DO THIS: Take the line containing "If you could mark the green siding" and all lines after it to the end of the records, and output them exactly.

··· MATERIALS PROVIDED ···

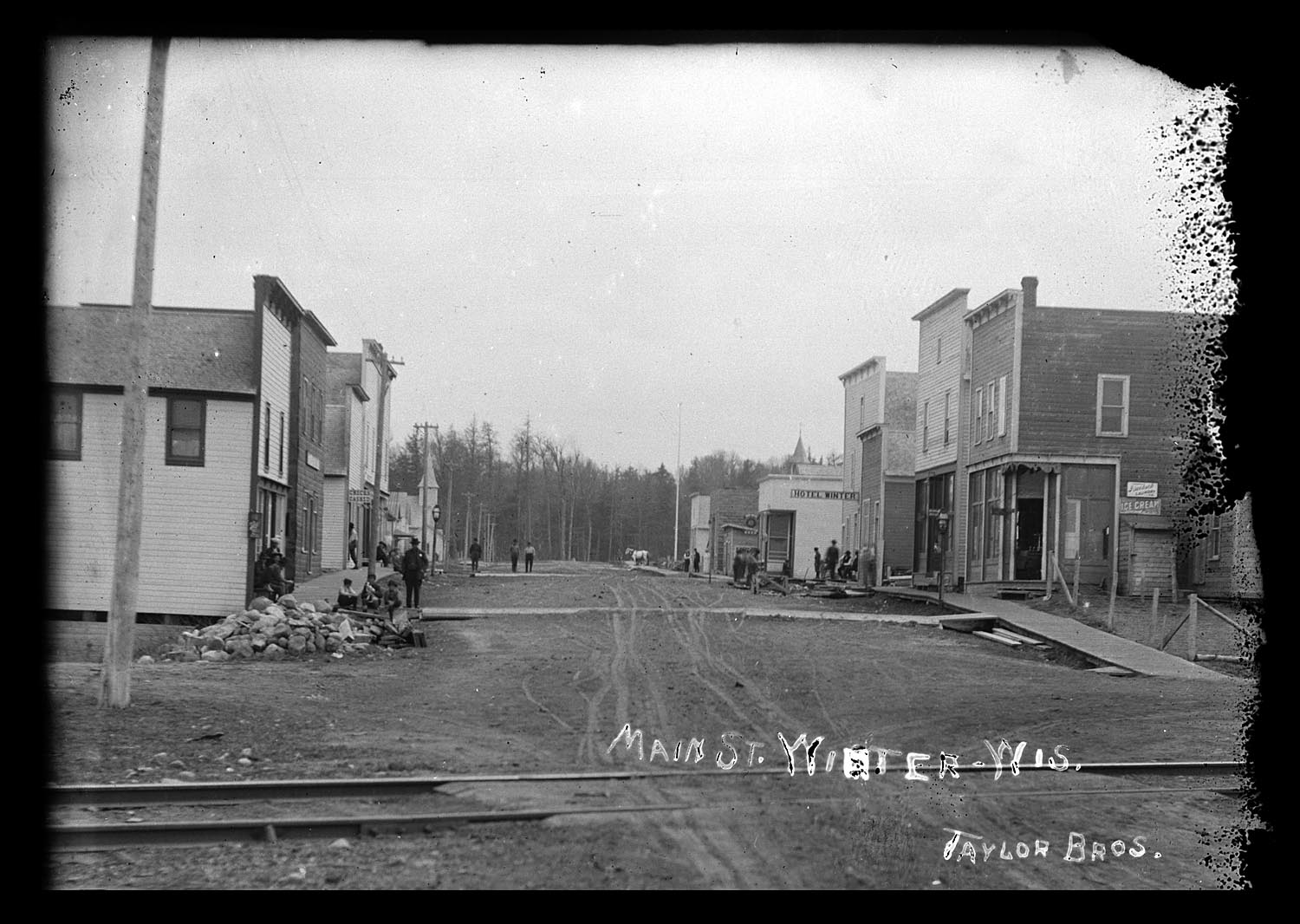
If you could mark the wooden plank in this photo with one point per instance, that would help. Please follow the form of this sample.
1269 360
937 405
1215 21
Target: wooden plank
993 637
1026 640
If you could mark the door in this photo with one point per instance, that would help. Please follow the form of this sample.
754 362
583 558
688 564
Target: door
1029 538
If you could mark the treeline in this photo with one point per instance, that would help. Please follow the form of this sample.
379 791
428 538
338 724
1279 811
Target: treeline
541 490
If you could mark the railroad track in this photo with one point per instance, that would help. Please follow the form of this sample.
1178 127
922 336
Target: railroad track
272 830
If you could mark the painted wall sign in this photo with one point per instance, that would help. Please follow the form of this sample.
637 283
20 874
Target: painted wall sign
1141 505
803 494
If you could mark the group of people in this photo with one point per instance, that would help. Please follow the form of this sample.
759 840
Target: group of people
371 596
530 554
834 565
268 576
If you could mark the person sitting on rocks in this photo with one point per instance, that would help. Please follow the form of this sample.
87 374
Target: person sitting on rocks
393 596
346 595
371 593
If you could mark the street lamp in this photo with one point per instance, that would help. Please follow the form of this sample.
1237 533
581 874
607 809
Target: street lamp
437 515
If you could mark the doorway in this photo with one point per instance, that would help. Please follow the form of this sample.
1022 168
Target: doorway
1029 538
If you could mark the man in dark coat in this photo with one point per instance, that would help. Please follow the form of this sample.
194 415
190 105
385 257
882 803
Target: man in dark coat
413 564
832 560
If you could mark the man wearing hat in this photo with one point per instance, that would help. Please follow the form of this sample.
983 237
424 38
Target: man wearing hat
413 565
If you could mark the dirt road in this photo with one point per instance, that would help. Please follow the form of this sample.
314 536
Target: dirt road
678 661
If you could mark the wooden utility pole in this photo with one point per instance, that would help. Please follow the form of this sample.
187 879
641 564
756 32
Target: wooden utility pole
387 374
120 638
424 487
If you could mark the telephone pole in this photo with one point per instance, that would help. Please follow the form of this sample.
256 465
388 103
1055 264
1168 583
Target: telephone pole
424 486
120 638
385 364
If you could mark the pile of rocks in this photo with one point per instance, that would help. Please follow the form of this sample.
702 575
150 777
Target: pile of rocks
272 630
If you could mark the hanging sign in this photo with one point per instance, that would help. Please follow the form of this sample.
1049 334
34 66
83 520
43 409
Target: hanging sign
803 494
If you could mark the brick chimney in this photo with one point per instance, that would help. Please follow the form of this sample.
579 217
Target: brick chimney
1030 288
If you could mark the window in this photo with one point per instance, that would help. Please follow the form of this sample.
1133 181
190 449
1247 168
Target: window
185 431
1001 406
65 424
992 405
1112 406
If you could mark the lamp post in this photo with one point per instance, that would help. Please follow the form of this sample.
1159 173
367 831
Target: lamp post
943 549
437 515
676 507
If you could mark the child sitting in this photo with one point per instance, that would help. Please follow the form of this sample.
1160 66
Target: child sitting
392 598
371 594
346 595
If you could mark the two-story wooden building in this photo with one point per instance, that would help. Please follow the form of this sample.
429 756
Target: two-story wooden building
881 411
351 428
1071 446
290 468
939 486
205 432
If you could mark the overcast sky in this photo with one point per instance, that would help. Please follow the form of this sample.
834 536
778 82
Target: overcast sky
590 236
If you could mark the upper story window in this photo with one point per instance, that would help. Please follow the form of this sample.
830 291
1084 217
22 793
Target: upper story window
1112 406
991 421
65 424
185 431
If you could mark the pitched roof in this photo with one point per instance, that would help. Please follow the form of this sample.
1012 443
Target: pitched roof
192 348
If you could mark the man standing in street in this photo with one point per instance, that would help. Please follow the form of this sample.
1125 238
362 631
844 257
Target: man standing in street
832 562
413 564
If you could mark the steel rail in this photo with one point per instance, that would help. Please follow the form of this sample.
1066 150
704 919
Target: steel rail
249 791
192 833
69 837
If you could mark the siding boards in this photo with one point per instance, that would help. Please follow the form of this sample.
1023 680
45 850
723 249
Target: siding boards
992 343
194 544
81 512
194 552
276 353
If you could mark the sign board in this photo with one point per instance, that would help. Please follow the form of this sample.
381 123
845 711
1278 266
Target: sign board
803 494
1141 505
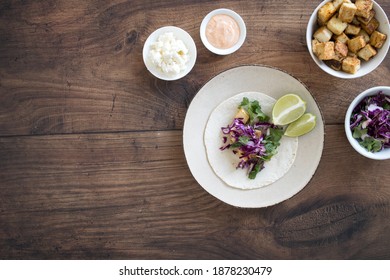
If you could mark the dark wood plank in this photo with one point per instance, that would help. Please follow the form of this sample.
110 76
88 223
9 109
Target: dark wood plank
70 67
131 195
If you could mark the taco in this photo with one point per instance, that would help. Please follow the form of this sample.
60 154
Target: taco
229 166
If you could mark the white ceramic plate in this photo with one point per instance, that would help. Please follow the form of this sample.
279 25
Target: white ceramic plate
275 83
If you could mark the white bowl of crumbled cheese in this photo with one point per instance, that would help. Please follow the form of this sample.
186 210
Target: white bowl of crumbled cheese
169 53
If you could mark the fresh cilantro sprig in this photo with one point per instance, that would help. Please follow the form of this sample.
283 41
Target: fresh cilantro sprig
254 111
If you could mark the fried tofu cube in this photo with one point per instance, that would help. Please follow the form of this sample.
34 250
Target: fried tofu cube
364 7
323 34
350 65
356 44
347 12
341 38
338 3
352 30
366 37
336 25
341 49
366 20
325 13
367 52
377 39
325 51
371 26
355 21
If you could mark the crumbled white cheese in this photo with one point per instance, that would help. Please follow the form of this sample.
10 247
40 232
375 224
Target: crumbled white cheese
169 54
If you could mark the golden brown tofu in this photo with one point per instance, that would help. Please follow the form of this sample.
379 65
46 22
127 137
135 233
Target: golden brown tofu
325 13
366 20
367 52
338 3
336 25
352 30
350 65
341 38
356 44
377 39
341 49
363 8
347 12
366 37
371 26
325 51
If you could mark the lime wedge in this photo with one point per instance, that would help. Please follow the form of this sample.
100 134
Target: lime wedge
301 126
287 109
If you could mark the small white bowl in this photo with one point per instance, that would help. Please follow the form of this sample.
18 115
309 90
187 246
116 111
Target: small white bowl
241 25
382 155
179 34
366 66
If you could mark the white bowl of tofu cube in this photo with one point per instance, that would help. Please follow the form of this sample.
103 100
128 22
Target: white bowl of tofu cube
348 39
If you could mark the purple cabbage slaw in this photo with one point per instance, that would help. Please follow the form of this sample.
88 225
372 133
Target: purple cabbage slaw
370 122
252 148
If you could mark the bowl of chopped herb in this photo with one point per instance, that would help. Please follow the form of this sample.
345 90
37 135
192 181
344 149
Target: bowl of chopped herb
367 123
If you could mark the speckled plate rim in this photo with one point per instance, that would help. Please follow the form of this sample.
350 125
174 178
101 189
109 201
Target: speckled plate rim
273 82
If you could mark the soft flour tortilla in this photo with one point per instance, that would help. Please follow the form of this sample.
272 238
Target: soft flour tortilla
224 163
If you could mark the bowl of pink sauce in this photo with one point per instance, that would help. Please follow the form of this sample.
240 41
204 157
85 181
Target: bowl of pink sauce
223 31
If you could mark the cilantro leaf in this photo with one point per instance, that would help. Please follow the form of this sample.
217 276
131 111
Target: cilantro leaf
253 109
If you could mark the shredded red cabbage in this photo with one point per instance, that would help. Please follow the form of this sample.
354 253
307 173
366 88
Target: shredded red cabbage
370 122
254 144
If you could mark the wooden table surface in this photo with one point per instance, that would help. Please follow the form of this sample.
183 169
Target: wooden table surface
91 144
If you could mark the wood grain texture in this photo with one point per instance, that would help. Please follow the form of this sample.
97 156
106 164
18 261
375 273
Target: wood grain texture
88 74
103 201
91 156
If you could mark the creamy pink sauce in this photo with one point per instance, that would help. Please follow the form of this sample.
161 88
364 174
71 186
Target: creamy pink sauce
222 31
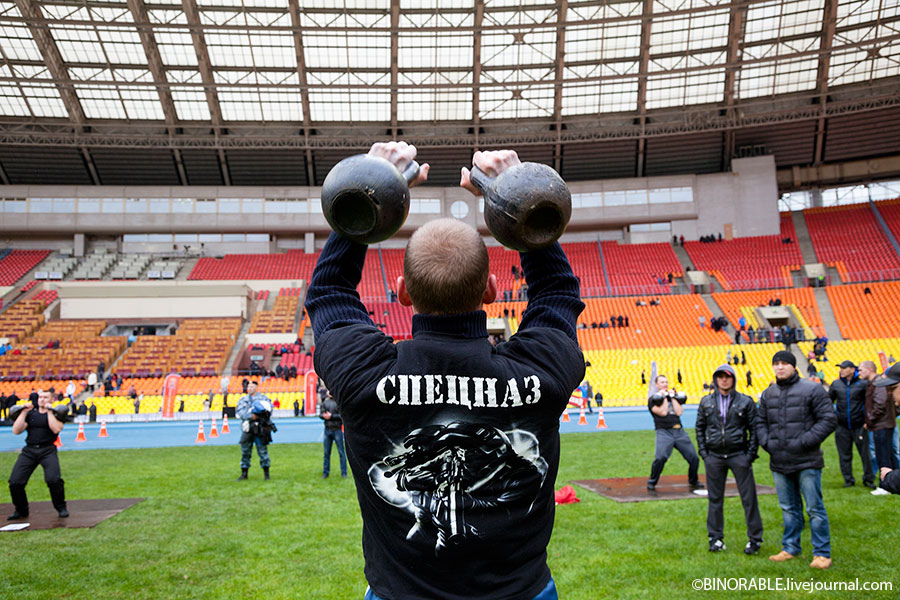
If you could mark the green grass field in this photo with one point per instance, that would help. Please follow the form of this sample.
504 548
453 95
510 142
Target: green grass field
201 534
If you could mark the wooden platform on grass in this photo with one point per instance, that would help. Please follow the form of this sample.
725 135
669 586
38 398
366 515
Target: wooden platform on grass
670 487
82 513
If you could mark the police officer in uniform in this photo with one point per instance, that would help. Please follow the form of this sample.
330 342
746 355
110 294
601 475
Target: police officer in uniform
43 427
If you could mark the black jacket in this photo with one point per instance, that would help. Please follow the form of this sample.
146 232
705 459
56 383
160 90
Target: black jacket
736 436
849 400
335 422
795 416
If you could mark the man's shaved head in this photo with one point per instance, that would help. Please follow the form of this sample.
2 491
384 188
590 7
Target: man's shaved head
446 268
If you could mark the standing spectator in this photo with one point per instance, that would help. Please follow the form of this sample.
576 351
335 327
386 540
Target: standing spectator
587 392
795 417
666 406
334 432
848 393
252 409
70 390
726 439
881 415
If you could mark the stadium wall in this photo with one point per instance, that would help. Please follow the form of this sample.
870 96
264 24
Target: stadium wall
746 198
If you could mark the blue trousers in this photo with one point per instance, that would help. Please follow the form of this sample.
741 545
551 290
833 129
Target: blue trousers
247 442
792 490
336 436
548 593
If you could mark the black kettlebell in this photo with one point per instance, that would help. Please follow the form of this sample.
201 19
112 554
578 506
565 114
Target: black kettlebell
526 207
366 198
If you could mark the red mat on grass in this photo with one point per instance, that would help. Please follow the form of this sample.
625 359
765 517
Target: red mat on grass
670 487
82 513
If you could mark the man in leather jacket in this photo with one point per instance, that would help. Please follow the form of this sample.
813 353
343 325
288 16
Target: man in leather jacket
726 439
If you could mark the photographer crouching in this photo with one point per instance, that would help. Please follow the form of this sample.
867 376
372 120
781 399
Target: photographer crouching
255 412
43 424
666 406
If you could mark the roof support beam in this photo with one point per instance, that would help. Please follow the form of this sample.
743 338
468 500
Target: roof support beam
643 69
192 15
562 8
829 22
476 73
395 68
736 30
54 61
154 62
294 7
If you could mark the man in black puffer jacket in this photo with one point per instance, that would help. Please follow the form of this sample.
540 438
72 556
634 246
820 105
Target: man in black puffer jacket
726 439
848 393
795 417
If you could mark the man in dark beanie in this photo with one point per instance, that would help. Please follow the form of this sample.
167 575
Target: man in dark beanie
726 439
795 417
848 393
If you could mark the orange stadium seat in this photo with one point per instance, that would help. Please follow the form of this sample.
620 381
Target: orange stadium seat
851 235
761 262
860 315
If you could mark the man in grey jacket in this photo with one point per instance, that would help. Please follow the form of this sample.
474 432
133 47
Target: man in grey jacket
726 439
795 417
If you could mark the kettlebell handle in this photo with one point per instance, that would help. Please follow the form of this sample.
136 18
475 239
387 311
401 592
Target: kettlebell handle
411 172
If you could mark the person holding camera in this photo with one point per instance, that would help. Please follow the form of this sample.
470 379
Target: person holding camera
43 425
726 439
666 405
453 442
334 432
255 411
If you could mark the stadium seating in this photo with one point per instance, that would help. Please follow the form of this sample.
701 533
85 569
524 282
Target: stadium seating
62 349
588 267
616 373
890 212
855 350
737 304
199 347
21 320
17 263
860 315
761 262
850 239
636 269
292 264
283 315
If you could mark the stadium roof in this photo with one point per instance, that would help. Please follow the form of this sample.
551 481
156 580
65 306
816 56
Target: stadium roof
263 91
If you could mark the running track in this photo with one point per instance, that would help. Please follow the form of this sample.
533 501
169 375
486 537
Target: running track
164 434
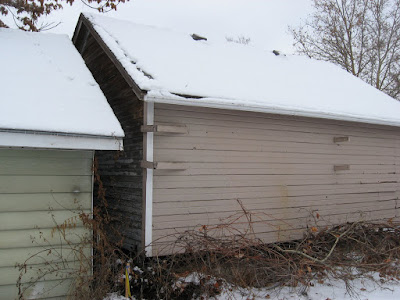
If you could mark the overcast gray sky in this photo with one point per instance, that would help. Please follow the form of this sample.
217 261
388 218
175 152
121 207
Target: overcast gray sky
265 22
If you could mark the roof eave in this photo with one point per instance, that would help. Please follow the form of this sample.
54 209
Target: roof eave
32 139
229 104
89 26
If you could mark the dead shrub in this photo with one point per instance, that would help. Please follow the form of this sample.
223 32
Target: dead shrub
86 265
345 252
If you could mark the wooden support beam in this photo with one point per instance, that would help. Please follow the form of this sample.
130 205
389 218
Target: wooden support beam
163 165
341 168
341 139
165 128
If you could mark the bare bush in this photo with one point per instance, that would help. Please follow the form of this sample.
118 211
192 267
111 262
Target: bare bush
85 264
344 252
361 36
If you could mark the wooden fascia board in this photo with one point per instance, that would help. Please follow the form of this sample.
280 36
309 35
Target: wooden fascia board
82 20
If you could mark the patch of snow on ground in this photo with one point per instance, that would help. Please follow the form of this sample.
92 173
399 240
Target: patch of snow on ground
362 289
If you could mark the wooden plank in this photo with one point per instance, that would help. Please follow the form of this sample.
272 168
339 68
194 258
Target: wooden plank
165 128
39 153
34 237
45 166
138 92
341 168
39 219
163 165
215 193
207 181
55 289
228 144
251 118
277 225
9 275
341 139
213 217
273 169
278 202
40 255
208 156
44 184
45 201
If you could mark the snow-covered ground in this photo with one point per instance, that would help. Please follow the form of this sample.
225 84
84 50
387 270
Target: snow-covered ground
360 289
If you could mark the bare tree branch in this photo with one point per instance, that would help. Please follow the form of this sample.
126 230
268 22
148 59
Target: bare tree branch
361 36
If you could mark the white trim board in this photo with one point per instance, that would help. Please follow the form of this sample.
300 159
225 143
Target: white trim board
54 141
148 230
230 104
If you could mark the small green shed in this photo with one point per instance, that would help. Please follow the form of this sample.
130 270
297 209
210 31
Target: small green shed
53 116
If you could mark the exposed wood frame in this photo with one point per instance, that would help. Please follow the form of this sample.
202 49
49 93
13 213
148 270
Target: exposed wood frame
83 21
165 128
148 146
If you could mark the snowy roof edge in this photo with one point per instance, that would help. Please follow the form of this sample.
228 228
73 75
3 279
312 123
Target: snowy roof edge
227 104
167 97
48 140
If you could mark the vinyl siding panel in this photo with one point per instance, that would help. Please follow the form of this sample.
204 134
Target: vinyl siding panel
280 168
40 189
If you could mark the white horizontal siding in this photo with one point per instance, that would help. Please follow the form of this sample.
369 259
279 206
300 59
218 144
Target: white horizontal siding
281 168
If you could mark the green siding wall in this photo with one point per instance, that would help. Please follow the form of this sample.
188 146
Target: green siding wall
38 190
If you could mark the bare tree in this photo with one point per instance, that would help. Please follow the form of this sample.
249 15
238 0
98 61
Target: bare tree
361 36
26 14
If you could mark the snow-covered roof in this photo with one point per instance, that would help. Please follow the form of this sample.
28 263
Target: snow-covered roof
167 64
46 87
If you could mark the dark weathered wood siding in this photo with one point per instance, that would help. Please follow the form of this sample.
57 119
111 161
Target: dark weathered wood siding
120 172
281 168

···

SOLVED PROBLEM:
If you could mark the green siding wall in this photo with one point per instance, that would help. Please follow the form of this sample.
188 146
Target: green siding wall
38 190
If you could mark the bare tree in this photo with one point per instance, that would help. Please follow the form of this sample.
249 15
238 0
98 61
Target: bare tree
361 36
26 14
If you could mark the snow-covered roof in this photo with one point per instance, that would help. Please follow the form of this sample.
28 263
Target: snow-covered roof
167 64
46 87
If you could mark the dark weathered wood siding in this photo with one point per instance, that would help. Please follow the form of this sample.
57 119
111 161
Target: dark weathered wood siding
120 172
281 168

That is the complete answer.